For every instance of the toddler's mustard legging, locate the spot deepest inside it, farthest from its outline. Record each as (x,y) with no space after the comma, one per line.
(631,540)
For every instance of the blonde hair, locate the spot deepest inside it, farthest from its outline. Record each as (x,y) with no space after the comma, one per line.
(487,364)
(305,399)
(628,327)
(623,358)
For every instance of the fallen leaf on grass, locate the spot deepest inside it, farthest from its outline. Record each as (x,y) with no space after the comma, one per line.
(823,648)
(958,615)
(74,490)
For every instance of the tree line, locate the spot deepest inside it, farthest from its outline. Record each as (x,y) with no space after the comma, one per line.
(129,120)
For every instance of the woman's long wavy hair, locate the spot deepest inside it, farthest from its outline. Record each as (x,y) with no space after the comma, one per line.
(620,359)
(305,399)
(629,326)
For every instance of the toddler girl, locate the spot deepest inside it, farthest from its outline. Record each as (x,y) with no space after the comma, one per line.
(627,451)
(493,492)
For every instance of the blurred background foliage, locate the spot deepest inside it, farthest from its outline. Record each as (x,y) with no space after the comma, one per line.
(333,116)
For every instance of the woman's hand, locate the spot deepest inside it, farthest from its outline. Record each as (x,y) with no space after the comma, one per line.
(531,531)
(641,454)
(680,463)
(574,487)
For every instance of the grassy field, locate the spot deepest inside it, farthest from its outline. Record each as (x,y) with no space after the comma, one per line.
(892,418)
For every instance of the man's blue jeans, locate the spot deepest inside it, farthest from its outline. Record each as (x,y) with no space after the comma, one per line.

━━━━━━━━━━

### WHAT IS BEING ASKED
Print the whole listing again, exactly.

### RESULT FOR THIS TASK
For every instance of the toddler's mustard legging, locate the spot deepest inside it, farthest from its outline. Record each as (x,y) with no space after the comma, one per line.
(631,540)
For every instance of the blonde hair, locate the spot deepest inside it, farthest from its outline. Record each as (x,y) with no space after the comma, one per line.
(487,364)
(305,399)
(628,327)
(623,358)
For every instance of the fallen leaf on grass, locate the spot deepest inside it, farthest from its outline. Record each as (x,y) with no space after the comma, one per line.
(823,648)
(958,615)
(74,490)
For every instance of the tree line, locate the spot deepest inside it, farthest from its outline. Record each as (x,y) with no space after the comma, one per line.
(129,120)
For every instance of the woman's long wavy hair, locate the spot deepest inside it, farthest from its outline. Record each as (x,y) with no space after the comma, one per line.
(620,359)
(305,399)
(629,326)
For every instance of the toddler girl, locate the spot deepest inside it, farthest from its outline. Record each as (x,y) with no space after the comma, one per line.
(627,451)
(493,492)
For every instance of the blurred background foliage, locate the spot deepest inside it, farthest from its outline. Record each as (x,y) with no space after the comma, one per line.
(333,116)
For every instance of the woman's hand, locate the spot deepest inside it, farthest from its outline. Record each as (x,y) with no space after the comma, one per line.
(531,531)
(641,454)
(680,463)
(574,487)
For every instance of the grassy field, locate the spot deepest inside it, farthest from its outline. Record each as (x,y) with no space after the comma, one per line.
(892,418)
For every instance of the man's blue jeans, locate the spot deepest inside it, farthest from its outline. Record each as (x,y) with no space after the comma, one per line.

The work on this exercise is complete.